# Study material:
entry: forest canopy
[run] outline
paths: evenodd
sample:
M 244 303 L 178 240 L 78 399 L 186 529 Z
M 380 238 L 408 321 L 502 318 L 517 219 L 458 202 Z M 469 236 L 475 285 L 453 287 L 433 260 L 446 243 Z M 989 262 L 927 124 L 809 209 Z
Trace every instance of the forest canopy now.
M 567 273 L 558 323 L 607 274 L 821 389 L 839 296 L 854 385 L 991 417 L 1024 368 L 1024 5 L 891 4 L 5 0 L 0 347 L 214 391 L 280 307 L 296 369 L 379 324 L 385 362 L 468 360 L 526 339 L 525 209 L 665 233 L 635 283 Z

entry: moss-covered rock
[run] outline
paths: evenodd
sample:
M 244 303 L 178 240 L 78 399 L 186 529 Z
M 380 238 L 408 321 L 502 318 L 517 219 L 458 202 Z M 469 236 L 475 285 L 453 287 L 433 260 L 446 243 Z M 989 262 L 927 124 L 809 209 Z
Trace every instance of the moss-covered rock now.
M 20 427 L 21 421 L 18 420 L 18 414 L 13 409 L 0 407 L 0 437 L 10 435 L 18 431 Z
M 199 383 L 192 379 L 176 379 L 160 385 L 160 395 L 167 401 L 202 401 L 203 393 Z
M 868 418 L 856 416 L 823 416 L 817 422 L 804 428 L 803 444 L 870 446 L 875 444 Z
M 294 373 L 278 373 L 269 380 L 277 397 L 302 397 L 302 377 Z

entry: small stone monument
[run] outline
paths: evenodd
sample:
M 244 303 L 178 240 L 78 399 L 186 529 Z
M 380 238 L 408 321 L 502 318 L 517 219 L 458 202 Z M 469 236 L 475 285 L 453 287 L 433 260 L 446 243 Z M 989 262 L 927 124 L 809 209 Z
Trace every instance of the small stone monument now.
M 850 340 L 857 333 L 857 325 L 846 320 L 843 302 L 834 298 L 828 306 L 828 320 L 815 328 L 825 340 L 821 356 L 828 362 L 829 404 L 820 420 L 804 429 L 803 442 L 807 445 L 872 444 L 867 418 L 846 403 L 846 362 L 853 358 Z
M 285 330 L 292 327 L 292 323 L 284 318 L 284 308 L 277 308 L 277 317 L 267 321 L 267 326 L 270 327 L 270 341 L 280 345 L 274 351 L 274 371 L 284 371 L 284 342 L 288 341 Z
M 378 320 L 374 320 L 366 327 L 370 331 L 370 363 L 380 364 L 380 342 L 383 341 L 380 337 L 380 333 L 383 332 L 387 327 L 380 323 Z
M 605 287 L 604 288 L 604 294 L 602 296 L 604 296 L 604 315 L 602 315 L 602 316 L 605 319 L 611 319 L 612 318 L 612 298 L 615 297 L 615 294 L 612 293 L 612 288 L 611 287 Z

# Task instructions:
Check each line of the listing above. Copy it if it holds the string "entry".

# Reply:
entry: forest canopy
entry: moss-covered rock
entry: small stone monument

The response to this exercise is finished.